* Start Records for this exercise *
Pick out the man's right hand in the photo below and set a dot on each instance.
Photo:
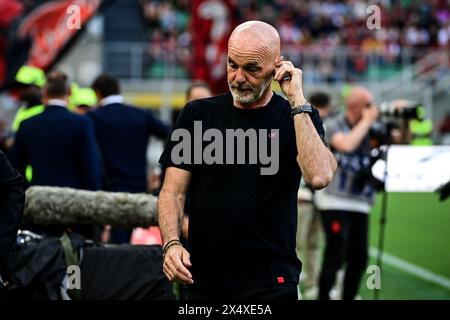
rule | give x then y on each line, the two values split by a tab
176	262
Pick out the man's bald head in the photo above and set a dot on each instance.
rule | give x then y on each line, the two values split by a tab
357	99
258	36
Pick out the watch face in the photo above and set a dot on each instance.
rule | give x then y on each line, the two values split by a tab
307	107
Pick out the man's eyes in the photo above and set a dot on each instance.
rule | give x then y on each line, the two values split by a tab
249	69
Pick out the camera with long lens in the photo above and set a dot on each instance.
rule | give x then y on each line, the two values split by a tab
401	109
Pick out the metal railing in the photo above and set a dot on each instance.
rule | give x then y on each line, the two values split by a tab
320	63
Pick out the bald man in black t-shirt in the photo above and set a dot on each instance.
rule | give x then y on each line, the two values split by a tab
239	157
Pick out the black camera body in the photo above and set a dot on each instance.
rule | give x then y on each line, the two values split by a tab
401	109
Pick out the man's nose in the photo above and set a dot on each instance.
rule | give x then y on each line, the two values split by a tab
240	77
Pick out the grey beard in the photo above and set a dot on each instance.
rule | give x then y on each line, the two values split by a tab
252	97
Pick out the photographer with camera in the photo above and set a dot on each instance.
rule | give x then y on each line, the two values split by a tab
346	202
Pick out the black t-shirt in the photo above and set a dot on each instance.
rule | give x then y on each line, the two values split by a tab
243	223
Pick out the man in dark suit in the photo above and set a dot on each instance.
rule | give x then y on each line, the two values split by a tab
123	133
59	145
12	199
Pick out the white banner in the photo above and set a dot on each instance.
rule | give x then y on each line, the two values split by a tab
417	168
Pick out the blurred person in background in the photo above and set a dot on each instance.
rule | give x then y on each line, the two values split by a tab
123	132
309	225
82	100
58	144
30	81
12	200
345	203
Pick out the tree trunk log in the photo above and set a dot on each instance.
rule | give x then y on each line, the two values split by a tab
54	205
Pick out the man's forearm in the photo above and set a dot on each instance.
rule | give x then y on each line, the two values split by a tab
315	159
170	214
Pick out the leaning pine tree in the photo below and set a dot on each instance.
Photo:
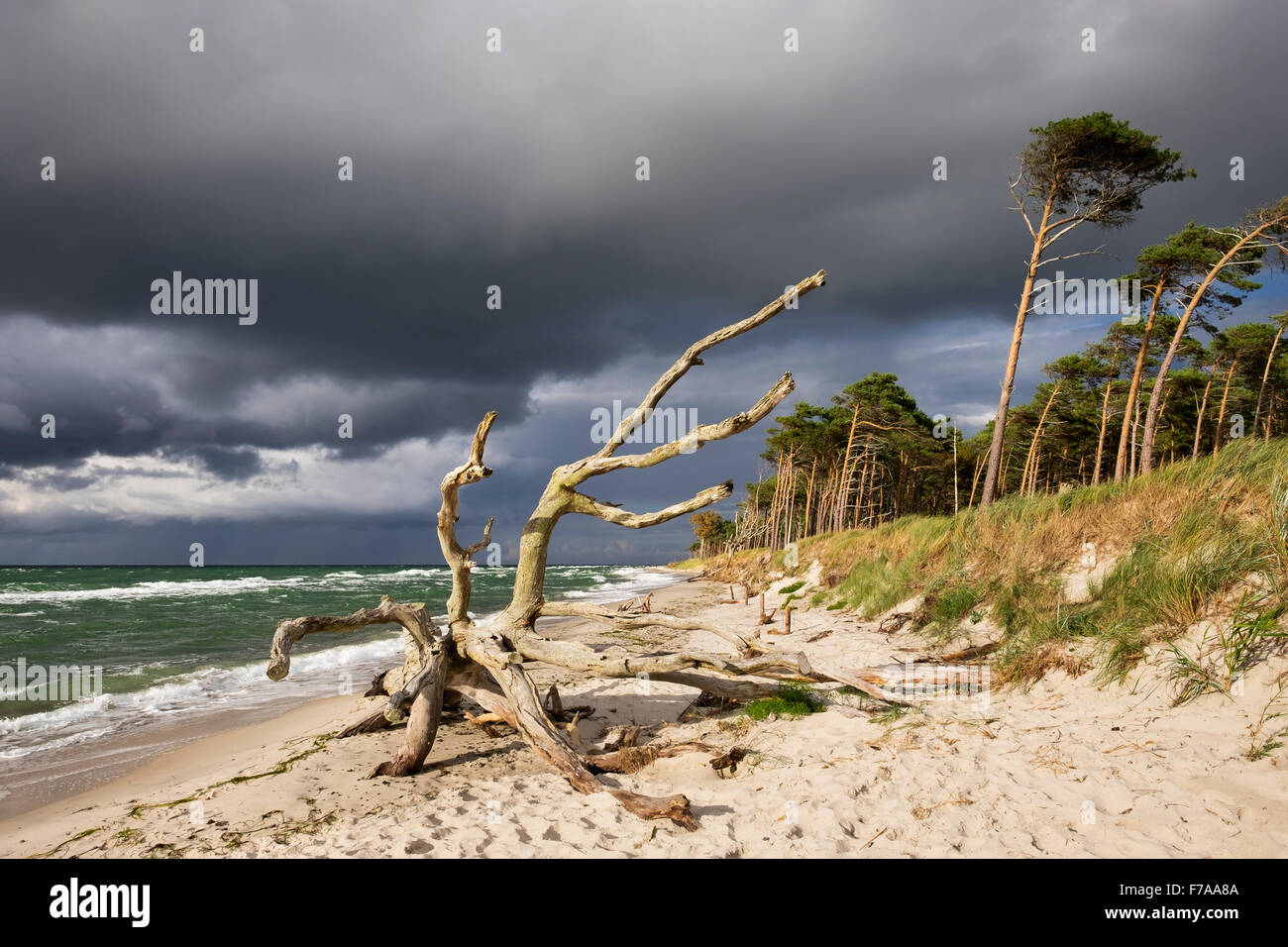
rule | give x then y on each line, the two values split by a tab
484	664
1076	170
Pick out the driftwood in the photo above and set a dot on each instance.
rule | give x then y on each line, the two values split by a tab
484	665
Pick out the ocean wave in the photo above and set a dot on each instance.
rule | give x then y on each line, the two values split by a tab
209	689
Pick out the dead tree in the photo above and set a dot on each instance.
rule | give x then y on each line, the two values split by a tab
485	664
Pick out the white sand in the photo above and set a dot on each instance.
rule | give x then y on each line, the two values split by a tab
1064	770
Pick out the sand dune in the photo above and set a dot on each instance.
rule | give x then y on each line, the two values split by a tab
1064	770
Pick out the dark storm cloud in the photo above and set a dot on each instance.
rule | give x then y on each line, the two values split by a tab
516	169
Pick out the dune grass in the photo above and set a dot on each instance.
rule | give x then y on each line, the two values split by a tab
1166	551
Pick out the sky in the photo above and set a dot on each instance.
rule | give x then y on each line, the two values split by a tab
518	169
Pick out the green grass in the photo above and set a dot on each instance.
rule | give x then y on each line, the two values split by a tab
1181	541
791	701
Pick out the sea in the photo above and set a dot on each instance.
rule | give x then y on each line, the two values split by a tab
165	655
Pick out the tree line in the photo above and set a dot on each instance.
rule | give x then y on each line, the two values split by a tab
1164	382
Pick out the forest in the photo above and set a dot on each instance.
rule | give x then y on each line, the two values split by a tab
1175	376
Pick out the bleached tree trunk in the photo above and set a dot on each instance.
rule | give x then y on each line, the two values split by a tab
1220	414
1198	423
1265	379
1137	373
485	664
1100	438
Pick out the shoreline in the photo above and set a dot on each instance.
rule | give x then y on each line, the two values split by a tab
1065	768
62	774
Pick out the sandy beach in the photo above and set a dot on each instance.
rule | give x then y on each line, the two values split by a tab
1063	770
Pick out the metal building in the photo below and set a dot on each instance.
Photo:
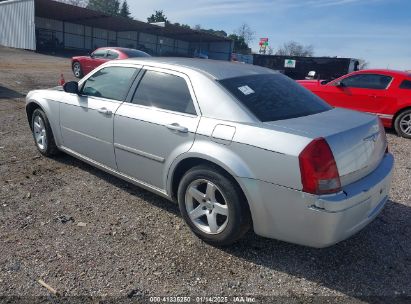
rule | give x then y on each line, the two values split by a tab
50	25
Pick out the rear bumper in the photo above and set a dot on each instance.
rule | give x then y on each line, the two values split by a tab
318	221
* End Records for this exercise *
◆ Your goal
Substitute "place a point" for "set a dot" throughout the material above and give it again with nothing else changed. Omit the pictures from your answer.

◆ Worked solution
Pick out the man's right hand in the photo below and place a point on each instance.
Photo:
rule | give x then y on each line, the two values split by a tab
176	262
Pick out the man's bald head in the photo above and place a point on each instance.
rule | give x then y on each line, the two values split by a tab
357	99
258	36
Pick out the watch face in the photo above and place a point on each instance.
rule | give x then y on each line, the two values split by a tab
307	107
Pick out the man's eyes in the photo above and place a point on each instance.
rule | give x then y on each line, the two values split by a tab
249	69
Pick out the camera with long lens in the photo above and place a point on each instance.
rule | give x then y on each line, the two values split by a tab
401	109
Pick out the metal railing in the photo above and place a point on each instance.
rule | give x then y on each line, the two values split by a tab
320	63
Pick out the bald man in black t-shirt in the photo above and place a point on each instance.
rule | give x then y on each line, the two values split by a tab
239	157
Pick out the black camera body in the photo above and place a point on each instance.
rule | give x then y on each line, the two values split by a tab
401	109
Pick out the man's nose in the photo above and place a point on each instance.
rule | give x then y on each line, the two values split by a tab
240	77
Pick out the grey beard in the photo above and place a point on each instance.
rule | give x then y on each line, the two values split by a tab
252	97
Pick out the photographer with camera in the photo above and place a point on each instance.
rule | give x then y on each line, the two values split by a tab
346	202
Pick out the black t-shirt in the photo above and place a point on each instance.
rule | give x then y on each line, the two values split by a tab
243	223
Pick out the man in dark suit in the photo above and place a point on each instance.
rule | give x then y on each line, the two values split by a tab
123	133
59	145
12	199
Pick out the white banner in the photo above and place a point on each instance.
rule | give x then y on each line, the two values split by a tab
417	168
Pick out the blurred person in background in the photo above and place a point on each instance.
rule | give x then y on each line, the two values split by a tab
123	132
309	225
82	100
58	144
30	81
12	200
345	203
Pick out the tree trunk log in the photo above and place a point on each instance.
rule | give x then y on each line, the two values split by a tab
54	205
Pick out the man's forearm in the photo above and place a point on each instance.
rule | give x then y on each line, the two values split by a tab
315	159
170	214
Pick out the leaning pine tree in the photo below and place a point on each instance.
Photo:
rule | give x then y on each line, the two values split by a tab
484	664
1076	170
Pick out the driftwood in the photo above and place a point on each instance.
rule | give x then y on each line, the two values split by a tab
484	665
Pick out the ocean wave in the photo above and place a point on each instance.
rule | give x then y on each line, the two values split by a tab
209	689
Pick out the dead tree in the photo above and place a point on each instance.
rule | give x then y on each line, the two values split by a tab
485	664
Pick out the white sand in the photo above and place a point on each instance.
rule | give x then y on each line, the two values split by a tab
1064	770
Pick out the sand dune in the photo above and place a point on each instance.
rule | give x then y on each line, the two values split by a tab
1064	770
Pick out the dark storm cloud in the photo above and place a point on each instance.
rule | give x then y on each line, the two values split by a tab
516	169
Pick out the dune grass in the photo above and place a point on each instance.
rule | give x then y on each line, the two values split by a tab
1166	551
Pick out the sky in the photo above and place a point on each instance.
rule | give x then y on each line, the two values split by a tab
518	169
Pick out the green grass in the photo above and place a point on each instance.
rule | give x then y on each line, the two values split by a tab
1181	541
791	701
Pick out the sea in the photo above and place a point on each instance.
rule | give x then y on each line, the two values split by a tab
165	655
Pick out the tree line in the photo above and place a point on each instance.
rule | give x then y on each line, the two values split by a tab
1164	382
Pick out the forest in the photo above and place a point on each instance.
rule | give x then y on each line, the two values split by a tab
1175	376
Pick out the bleached tree trunk in the photo above and place a point on each instance.
rule | give x then y on each line, the two values split by a tab
1220	414
1198	423
1265	379
1137	373
485	664
1100	438
Pick out the shoreline in the photo above and place a point on each instance.
rule | give x then y on each line, the two values split by a tab
1065	768
62	774
Pick out the sandy beach in the photo above and place a point on each instance.
rule | give x then y on each line, the two values split by a tab
1063	770
Pick out the metal building in the photo below and place a point on each instance.
Photo:
rule | give x then y on each line, the two values split by a tab
50	25
Pick out the rear bumper in the photo above and place a point on each instance.
rule | give x then y on each line, the two values split by a tab
318	221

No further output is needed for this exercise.